■ INSTRUCCIÓN DADA ■
Retoma el texto sobre los emirecs y los prosumidores justo después de su última frase.

■ FRAGMENTO DADO ■
:::

Como hemos observado, las redes y medios sociales digitales son espacios potenciales de acción de los comunicadores emirecs. Su modelo de funcionamiento quiebra de forma radical la dinámica de los mass media imponiendo una nueva configuración de las conexiones entre medios tradicionales y productores independientes y una mayor relación dialógica entre creadores mediáticos y usuarios.
Sin embargo, el concepto de emirec debe ser revisado a partir de la llegada de la Web 2.0. Cloutier enunció su teoría en una época de tecnologías analógicas que definían un ecosistema de medios que cambió radicalmente desde inicios del siglo XXI. Las tecnologías digitales han abierto la puerta a la llegada de nuevos medios y lenguajes y renovadas relaciones entre los actores de la comunicación. Por un lado, el nuevo contexto mediático digital activa la presencia de nuevas plataformas que incorporan renovadas lógicas comunicativas. Estas plataformas, lejos de mantenerse estáticas, modifican con el paso del tiempo sus propios lenguajes y protocolos, adaptándose a la utilización que los usuarios hacen de ellas. Las plataformas de los medios sociales, lejos de ser productos acabados, son objetos dinámicos que son transformados en respuesta a las necesidades de los usuarios (Van-Dijck, 2016). Este proceso también opera a la inversa: los nuevos espacios y servicios de comunicación digitales afectan al modo en que los sujetos producen y distribuyen sus mensajes y son afectados por ellos (Finn, 2017). Se establece, por lo tanto, un claro proceso de coevolución en el que tecnologías y usuarios se influyen mutuamente, añadiendo nuevos matices a la noción de emirec, cuya actualización resulta imprescindible.
Las teorías económicas de la prosumición han logrado invisibilizar a las nociones comunicativas basadas en el modelo emirec que proveen una visión liberalizadora del individuo. La noción de prosumidor tiene un origen económico y no debe ser utilizada como un concepto sinónimo y homologable al término emirec. Ambos conceptos plantean marcos de significado radicalmente opuestos. El marco vinculado a la noción de prosumidor nos remite a un sujeto creador de bienes y servicios que son mercantilizados por las grandes empresas en un proceso de falsa participación que reconfigura las formas de alienación y explotación. La prosumición resulta fundamental para la extensión de los espacios y los tiempos de trabajo productivo que antes eran dedicados al ocio. En la economía digital, es imprescindible que este tiempo de ocio se convierta en tiempo de producción de bienes que, a diferencia de los procesos que se dan en la prosumición offline, los prosumidores no crean para sí mismos, sino para las grandes compañías digitales.

:::

[Entradas de señalamiento de objetos etiquetados]
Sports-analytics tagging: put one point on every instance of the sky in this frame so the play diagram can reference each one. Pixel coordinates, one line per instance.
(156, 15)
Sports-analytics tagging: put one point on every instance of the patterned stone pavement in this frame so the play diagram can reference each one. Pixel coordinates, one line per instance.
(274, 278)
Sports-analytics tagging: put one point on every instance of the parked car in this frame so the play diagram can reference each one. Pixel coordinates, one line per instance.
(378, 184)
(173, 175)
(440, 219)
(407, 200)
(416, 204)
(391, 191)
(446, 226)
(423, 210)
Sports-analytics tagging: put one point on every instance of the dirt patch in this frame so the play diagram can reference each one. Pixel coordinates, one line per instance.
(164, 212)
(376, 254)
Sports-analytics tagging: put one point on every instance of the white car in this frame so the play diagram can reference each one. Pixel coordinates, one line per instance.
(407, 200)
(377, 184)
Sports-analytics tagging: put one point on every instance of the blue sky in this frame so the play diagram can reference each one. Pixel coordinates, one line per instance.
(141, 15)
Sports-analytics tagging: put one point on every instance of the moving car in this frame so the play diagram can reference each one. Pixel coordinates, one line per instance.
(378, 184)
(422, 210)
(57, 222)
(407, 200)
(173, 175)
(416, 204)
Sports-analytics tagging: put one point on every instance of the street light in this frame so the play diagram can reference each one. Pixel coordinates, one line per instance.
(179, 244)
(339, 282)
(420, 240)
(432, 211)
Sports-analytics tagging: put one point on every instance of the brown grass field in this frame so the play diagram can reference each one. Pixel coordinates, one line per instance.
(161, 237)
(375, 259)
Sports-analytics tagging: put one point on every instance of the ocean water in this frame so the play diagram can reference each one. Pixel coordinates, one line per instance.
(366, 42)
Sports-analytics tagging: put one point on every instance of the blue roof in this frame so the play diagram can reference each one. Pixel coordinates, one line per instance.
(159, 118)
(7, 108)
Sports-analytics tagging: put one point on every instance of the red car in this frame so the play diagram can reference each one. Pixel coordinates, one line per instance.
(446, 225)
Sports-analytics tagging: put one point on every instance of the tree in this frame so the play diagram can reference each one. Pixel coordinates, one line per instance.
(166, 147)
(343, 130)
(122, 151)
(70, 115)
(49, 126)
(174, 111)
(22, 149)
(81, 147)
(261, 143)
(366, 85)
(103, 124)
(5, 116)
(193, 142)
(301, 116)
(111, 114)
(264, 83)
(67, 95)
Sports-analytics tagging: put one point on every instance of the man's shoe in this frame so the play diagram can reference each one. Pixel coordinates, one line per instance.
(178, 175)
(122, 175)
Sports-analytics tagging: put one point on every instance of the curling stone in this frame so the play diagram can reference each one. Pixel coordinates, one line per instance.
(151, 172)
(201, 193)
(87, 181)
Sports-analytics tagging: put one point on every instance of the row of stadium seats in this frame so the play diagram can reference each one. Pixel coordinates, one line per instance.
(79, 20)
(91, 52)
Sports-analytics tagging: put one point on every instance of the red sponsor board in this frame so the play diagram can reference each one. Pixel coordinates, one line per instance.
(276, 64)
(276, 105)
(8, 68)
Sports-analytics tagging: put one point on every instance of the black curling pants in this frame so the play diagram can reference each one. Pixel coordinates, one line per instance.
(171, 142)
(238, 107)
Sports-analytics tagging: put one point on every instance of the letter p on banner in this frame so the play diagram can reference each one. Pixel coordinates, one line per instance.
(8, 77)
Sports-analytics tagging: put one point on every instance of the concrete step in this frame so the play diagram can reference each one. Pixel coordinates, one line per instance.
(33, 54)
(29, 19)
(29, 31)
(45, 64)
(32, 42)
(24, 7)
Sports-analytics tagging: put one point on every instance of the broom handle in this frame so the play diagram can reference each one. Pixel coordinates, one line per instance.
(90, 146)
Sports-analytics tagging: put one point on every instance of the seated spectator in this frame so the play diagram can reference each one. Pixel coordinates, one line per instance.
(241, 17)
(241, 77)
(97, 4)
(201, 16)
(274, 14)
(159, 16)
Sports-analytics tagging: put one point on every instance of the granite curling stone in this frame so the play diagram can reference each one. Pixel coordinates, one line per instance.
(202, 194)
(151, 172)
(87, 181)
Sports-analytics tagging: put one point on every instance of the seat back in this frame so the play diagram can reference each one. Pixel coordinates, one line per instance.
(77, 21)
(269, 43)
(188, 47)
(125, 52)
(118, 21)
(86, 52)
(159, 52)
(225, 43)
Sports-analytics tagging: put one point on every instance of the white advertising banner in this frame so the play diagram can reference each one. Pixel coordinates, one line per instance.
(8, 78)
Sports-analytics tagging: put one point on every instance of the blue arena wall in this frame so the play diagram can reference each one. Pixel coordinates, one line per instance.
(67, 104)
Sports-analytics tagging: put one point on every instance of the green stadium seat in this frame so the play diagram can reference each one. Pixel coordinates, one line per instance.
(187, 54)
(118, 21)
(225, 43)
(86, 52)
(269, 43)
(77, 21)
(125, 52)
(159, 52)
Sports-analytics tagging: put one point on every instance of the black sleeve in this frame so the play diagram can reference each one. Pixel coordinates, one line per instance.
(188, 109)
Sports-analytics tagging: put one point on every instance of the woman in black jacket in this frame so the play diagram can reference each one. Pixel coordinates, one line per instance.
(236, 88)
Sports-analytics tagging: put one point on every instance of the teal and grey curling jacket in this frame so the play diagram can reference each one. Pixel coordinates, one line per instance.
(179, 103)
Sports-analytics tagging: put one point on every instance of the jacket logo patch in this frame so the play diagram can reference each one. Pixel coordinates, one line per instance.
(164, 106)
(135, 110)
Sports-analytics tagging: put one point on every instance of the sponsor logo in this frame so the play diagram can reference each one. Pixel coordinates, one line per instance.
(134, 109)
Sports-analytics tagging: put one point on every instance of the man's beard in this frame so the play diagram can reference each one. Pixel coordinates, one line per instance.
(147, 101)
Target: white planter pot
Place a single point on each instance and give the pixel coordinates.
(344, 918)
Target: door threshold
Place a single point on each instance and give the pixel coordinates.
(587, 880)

:::

■ RESPUESTA ■
Frente a estas relaciones de poder –verticales y jerárquicas- que ofrece la prosumición como categoría económica, nos encontramos con la teoría comunicativa del emirec, que asienta sus bases en la consideración de los individuos como emisores y receptores al mismo tiempo, actuando bajo principios de horizontalidad, intercambio de mensajes de igual a igual y ausencia de jerarquización. El prosumidor es un individuo que trabaja (gratis) para el mercado y reproduce el modelo existente, mientras que el emirec es un sujeto empoderado que tiene la capacidad potencial de introducir discursos críticos que cuestionen el funcionamiento del sistema. El prosumidor produce y consume para reproducir el orden económico, mientras que el emirec comunica desde una posición de libertad. Por ello, resulta fundamental la separación de ambos términos.
A la vez, es necesario comenzar a pensar en teorías que superen la división entre emisores y receptores. En el contexto digital de la comunicación, la relación se da entre comunicadores (amateurs, populares, profesionales, todos y todas tienen voces de emisores) que se mueven o son movidos por diferentes plataformas o redes sociales; por ello, el concepto emirec debe ser estudiado desde perspectivas innovadoras acorde a las nuevas lógicas comunicativas. Las teorías post-funcionalistas de Cloutier fueron enunciadas en una época que presentaba un ecosistema mediático exclusivamente analógico que nada tiene que ver con el contexto actual. El salto tecnológico desarrollado en las últimas décadas y, sobre todo, la generación de nuevas prácticas y dinámicas comunicativas obligan a revisar la teoría del emirec, que merece ser analizada desde un punto de vista dinámico que atienda a los profundos cambios que se han producido durante las primeras décadas del siglo XXI en los ámbitos comunicativo y tecnológico.